▼
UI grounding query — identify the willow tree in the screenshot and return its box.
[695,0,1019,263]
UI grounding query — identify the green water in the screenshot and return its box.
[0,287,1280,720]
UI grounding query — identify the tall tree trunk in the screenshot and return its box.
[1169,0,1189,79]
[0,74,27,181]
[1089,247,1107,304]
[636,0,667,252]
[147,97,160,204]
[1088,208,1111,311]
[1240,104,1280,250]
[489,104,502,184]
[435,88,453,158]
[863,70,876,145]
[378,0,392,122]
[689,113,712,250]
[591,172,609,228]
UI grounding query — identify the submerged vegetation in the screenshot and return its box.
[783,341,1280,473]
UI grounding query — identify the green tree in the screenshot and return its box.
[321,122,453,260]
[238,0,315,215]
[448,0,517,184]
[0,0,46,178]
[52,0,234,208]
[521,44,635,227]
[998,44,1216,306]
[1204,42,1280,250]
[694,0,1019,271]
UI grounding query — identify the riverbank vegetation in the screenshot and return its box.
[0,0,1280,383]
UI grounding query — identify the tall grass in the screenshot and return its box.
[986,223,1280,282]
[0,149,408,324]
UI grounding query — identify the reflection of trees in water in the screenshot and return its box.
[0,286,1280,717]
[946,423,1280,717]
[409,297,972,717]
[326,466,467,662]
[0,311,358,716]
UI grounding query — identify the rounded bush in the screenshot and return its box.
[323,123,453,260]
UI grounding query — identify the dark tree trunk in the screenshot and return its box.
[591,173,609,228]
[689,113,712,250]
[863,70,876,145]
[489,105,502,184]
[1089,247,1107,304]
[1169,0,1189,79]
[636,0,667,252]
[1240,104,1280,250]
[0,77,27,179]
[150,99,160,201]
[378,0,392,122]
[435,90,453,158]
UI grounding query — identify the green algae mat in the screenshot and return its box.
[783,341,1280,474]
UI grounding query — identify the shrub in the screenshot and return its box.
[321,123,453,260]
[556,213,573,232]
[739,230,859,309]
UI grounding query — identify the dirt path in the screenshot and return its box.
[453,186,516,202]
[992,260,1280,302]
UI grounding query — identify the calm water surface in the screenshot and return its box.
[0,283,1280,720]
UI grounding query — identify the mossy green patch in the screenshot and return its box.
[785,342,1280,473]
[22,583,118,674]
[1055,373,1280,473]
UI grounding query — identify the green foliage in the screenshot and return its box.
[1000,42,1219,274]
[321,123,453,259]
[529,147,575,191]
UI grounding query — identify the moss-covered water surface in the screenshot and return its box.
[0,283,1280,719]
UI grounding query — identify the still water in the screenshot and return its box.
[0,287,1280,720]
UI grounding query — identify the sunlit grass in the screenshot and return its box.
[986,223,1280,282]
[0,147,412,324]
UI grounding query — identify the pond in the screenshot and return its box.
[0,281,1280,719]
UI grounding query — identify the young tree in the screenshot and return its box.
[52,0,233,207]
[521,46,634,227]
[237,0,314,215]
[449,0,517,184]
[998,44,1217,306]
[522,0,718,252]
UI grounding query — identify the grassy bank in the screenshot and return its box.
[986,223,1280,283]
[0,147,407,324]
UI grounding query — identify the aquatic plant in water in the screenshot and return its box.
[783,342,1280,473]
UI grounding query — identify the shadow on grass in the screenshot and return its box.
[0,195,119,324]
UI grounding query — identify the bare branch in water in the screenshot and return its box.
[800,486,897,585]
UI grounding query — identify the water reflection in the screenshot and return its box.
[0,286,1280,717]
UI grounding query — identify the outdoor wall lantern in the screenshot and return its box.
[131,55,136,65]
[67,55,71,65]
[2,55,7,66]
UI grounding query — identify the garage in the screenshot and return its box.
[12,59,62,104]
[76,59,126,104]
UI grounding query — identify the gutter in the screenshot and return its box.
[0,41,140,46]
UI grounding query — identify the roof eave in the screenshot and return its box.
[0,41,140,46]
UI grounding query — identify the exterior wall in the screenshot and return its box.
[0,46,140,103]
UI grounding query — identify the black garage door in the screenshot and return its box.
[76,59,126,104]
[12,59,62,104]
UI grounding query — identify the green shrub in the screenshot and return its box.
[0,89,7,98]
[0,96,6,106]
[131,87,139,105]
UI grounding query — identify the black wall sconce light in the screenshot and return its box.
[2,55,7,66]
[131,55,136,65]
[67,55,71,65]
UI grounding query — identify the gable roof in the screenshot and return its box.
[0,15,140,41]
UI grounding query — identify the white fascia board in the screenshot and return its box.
▲
Write out all of the data above again, keeping every line unchanged.

## Task output
UI grounding query — identify the willow tree in the screenshot and return its box.
[695,0,1019,263]
UI grounding query — identify the green water in the screenshot and return its box.
[0,287,1280,720]
UI grounding query — identify the tall tree trunk in the screenshot and return its box.
[1169,0,1189,79]
[0,74,27,181]
[1089,247,1107,304]
[636,0,667,252]
[147,97,160,204]
[1088,208,1111,311]
[1240,104,1280,250]
[489,104,502,184]
[435,88,453,158]
[863,70,876,145]
[378,0,392,122]
[689,113,712,250]
[591,172,609,228]
UI grounding query — identify the submerged vegetation in the screenshot and return its box.
[783,341,1280,473]
UI grounding query — identify the green tree in the screenshot and return its box.
[321,122,453,260]
[238,0,315,215]
[448,0,517,184]
[0,0,46,178]
[52,0,234,208]
[521,44,635,227]
[998,44,1216,306]
[1204,42,1280,250]
[694,0,1019,271]
UI grounding query — identify the riverbank vegetation in the screenshot and return its box.
[0,0,1280,383]
UI grounding query — identify the tall grass in the screenshot and return its box.
[986,223,1280,282]
[0,149,408,324]
UI grounding query — identify the reflection of trees in water in the screenshot and return its box.
[0,286,1280,717]
[946,423,1280,717]
[409,297,972,717]
[326,466,467,662]
[0,311,358,716]
UI grounding query — identify the rounded bush in the screenshot and return its box.
[323,123,453,260]
UI grounding query — identify the dark tree trunk in the screenshot and return its box.
[591,173,609,228]
[689,113,712,250]
[863,70,876,145]
[489,105,502,184]
[1089,247,1107,304]
[1169,0,1189,79]
[636,0,667,252]
[1240,104,1280,250]
[0,77,27,179]
[150,99,160,201]
[378,0,392,122]
[435,90,453,158]
UI grounding query — identify the green algae mat in the screenshot and return its box.
[783,341,1280,474]
UI grounding query — identify the shrub in the screenshot and return its box.
[321,123,453,260]
[556,213,573,232]
[739,230,859,309]
UI grounding query — identify the dirt path in the screenshot and return its box.
[453,186,516,202]
[992,260,1280,302]
UI grounding query — identify the calm water surface in the screenshot and return its box.
[0,283,1280,720]
UI grounding query — identify the mossy green patch in the screenshot and return its box.
[785,342,1280,473]
[22,583,118,674]
[1055,373,1280,473]
UI grounding query — identify the green foliage in the screenshot and return its box.
[1000,42,1219,274]
[321,123,453,259]
[529,147,575,191]
UI grounding query — identify the moss-covered water surface in the screenshot and return its box.
[0,283,1280,719]
UI grounding query — identify the still water in the screenshot and return its box.
[0,287,1280,720]
UI grounding query — identify the sunlit grass in the screenshot and return its box.
[986,223,1280,282]
[0,147,412,324]
UI grounding query — identify the pond in the screenshot and return its box.
[0,281,1280,719]
UI grounding query — identify the young tree in the screenshot and return its box.
[52,0,233,207]
[521,46,634,227]
[237,0,314,215]
[449,0,517,184]
[998,44,1217,306]
[522,0,718,252]
UI grounding query — identify the grassy bank in the screenshot and return its box.
[986,223,1280,283]
[0,147,407,324]
UI grounding query — identify the aquatic plant in water in the screenshot and return its box.
[783,342,1280,473]
UI grounding query — identify the shadow on grass in the screenshot and return its box.
[0,195,119,324]
UI grounding query — identify the bare branch in water in the screenshot and return its box.
[800,486,897,585]
UI grounding query — identify the water reflection in the screenshot and return its box.
[0,286,1280,717]
UI grounding query — identify the outdoor wall lantern in the screenshot and return its box.
[131,55,136,65]
[67,55,71,65]
[2,55,7,66]
UI grounding query — identify the garage in the screenshot and return its box.
[12,59,62,104]
[76,59,126,104]
UI grounding query — identify the gutter in the screenshot and return its box.
[0,41,140,46]
UI grounding query — identify the roof eave in the screenshot and return its box.
[0,41,140,46]
UI grounding query — identify the exterior wall in the screenshot and return its box.
[0,46,140,103]
UI grounding query — identify the black garage door in the screenshot and return its box.
[76,59,126,104]
[12,59,62,104]
UI grounding query — identify the green shrub in the screenshot and return its box.
[0,89,7,98]
[0,96,6,106]
[131,87,139,105]
UI grounding query — identify the black wall sconce light in the screenshot and return its box.
[2,55,7,66]
[131,55,136,65]
[67,55,71,65]
UI grounding query — identify the gable roof in the screenshot and return its box.
[0,15,140,41]
UI grounding query — identify the white fascia board in the screenshot and return its box.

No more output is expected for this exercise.